Could you print each entry below verbatim while omitting the pictures?

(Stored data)
"""
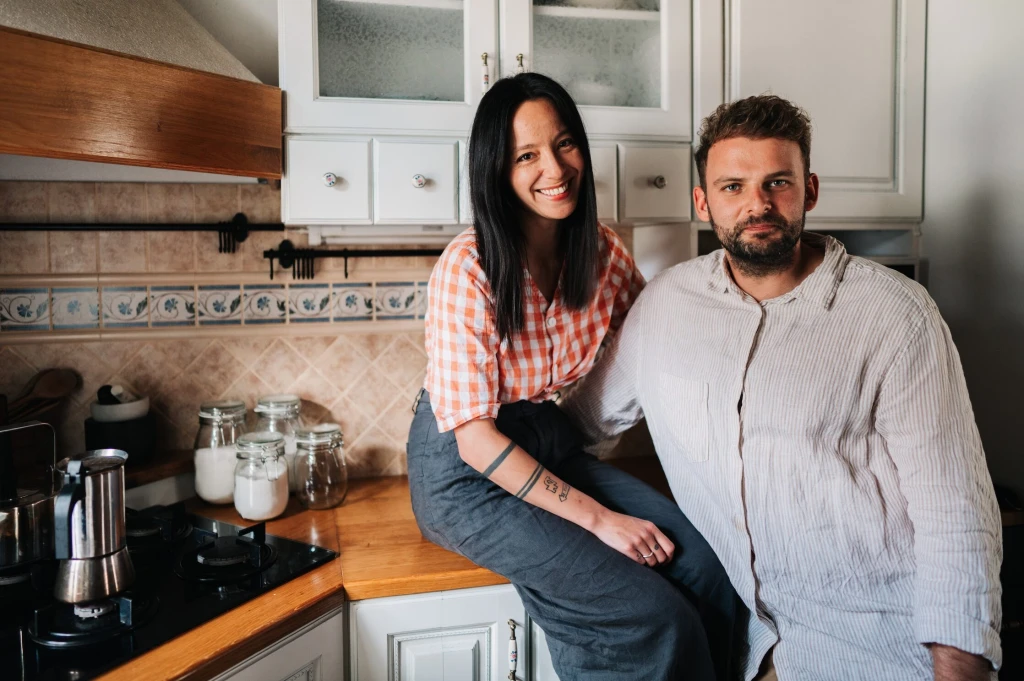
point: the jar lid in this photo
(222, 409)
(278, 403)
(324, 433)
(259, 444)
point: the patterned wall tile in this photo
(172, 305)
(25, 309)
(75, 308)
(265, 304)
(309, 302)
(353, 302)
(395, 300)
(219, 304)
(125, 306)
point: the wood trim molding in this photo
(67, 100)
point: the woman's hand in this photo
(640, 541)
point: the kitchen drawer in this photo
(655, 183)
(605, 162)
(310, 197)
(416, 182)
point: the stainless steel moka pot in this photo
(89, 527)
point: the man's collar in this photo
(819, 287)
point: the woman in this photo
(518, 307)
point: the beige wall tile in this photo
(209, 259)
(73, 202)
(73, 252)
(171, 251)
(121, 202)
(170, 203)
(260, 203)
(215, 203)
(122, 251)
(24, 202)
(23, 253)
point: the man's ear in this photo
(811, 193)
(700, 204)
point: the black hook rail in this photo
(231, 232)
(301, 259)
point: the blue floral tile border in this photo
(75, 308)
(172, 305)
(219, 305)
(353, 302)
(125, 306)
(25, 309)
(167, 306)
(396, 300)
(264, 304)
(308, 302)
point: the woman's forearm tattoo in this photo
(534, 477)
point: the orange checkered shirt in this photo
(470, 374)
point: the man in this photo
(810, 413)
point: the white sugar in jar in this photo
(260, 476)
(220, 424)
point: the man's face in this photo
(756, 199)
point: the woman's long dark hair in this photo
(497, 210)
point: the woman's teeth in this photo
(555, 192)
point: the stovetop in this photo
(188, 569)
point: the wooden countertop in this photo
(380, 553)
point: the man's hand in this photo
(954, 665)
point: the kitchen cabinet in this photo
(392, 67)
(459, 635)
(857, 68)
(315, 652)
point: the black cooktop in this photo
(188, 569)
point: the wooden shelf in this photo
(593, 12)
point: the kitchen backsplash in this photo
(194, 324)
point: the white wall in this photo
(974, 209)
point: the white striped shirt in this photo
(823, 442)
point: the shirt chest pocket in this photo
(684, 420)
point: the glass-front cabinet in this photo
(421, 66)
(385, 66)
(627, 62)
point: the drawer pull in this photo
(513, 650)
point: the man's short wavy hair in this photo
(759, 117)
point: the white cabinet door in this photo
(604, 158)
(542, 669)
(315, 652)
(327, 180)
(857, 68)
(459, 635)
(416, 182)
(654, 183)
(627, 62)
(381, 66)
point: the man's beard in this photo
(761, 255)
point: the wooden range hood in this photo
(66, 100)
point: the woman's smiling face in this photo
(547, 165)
"""
• REPLY TO THE TASK:
point: the jar lid in this photo
(222, 409)
(278, 403)
(324, 433)
(259, 444)
point: the patterned wall tile in this photo
(172, 305)
(25, 309)
(75, 308)
(265, 304)
(309, 302)
(353, 302)
(395, 300)
(219, 304)
(125, 306)
point: the wood trim molding in this photo
(67, 100)
point: the woman's hand in this photo
(640, 541)
point: the kitchen drawer in this photo
(655, 183)
(605, 162)
(310, 197)
(416, 182)
point: the stainless steel moka pot in this photo
(89, 527)
point: the man's collar in this photo
(819, 287)
point: the woman in this photo
(518, 307)
point: the beige wall tile in this photo
(209, 259)
(73, 202)
(73, 252)
(171, 251)
(121, 202)
(170, 203)
(260, 203)
(215, 203)
(122, 251)
(24, 202)
(23, 253)
point: the man's ear in this photo
(811, 193)
(700, 204)
point: the black hook rail in this photo
(231, 232)
(301, 259)
point: the blue floral tile border in this photo
(75, 308)
(172, 305)
(219, 305)
(353, 302)
(125, 306)
(25, 309)
(167, 306)
(396, 300)
(264, 304)
(308, 302)
point: the woman's forearm tattoo in this photo
(534, 477)
point: the orange checkered shirt in this photo
(470, 374)
point: the man in this photo
(810, 413)
point: the white sugar in jar in this photo
(260, 476)
(220, 424)
point: the man's face in this photo
(756, 199)
point: the woman's long dark hair in this photo
(497, 210)
point: the woman's teeth in this photo
(555, 192)
point: the stovetop in this photo
(188, 569)
point: the wooden countertop in this photo
(380, 553)
point: the man's hand in this photo
(954, 665)
point: the kitchen cabinet in this photo
(392, 67)
(459, 635)
(857, 68)
(315, 652)
point: the black cooktop in this photo
(188, 569)
point: the wooden shelf in this photo
(593, 12)
point: the kitchen backsplash in this photo
(194, 324)
point: the white wall in this photo
(974, 209)
point: the white striped shirt in this photo
(823, 442)
point: the shirt chest pocket in this photo
(684, 420)
point: the glass-front cabinet in this photo
(421, 66)
(385, 66)
(627, 62)
point: the drawer pull in this photo
(513, 650)
point: the man's short wavy hair in this photo
(759, 117)
point: the white cabinet door in this photo
(604, 158)
(542, 669)
(315, 652)
(327, 180)
(857, 68)
(459, 635)
(416, 182)
(654, 183)
(627, 62)
(381, 66)
point: the man's beard in this photo
(761, 255)
point: the wooden range hood in this photo
(66, 100)
point: the woman's smiling face in this photo
(547, 165)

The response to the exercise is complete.